Task objective - Could you repeat the items below, swapping "camera body" for "camera housing" and leaving everything else unchanged?

[Excerpts from a detection dataset]

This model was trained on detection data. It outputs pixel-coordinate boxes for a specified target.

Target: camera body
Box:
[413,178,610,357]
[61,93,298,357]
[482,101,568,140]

Task answer -
This model was trained on detection data. It outputs pixel-coordinate boxes for a specified target.

Target: camera housing
Box:
[413,178,610,357]
[61,93,298,357]
[482,101,568,140]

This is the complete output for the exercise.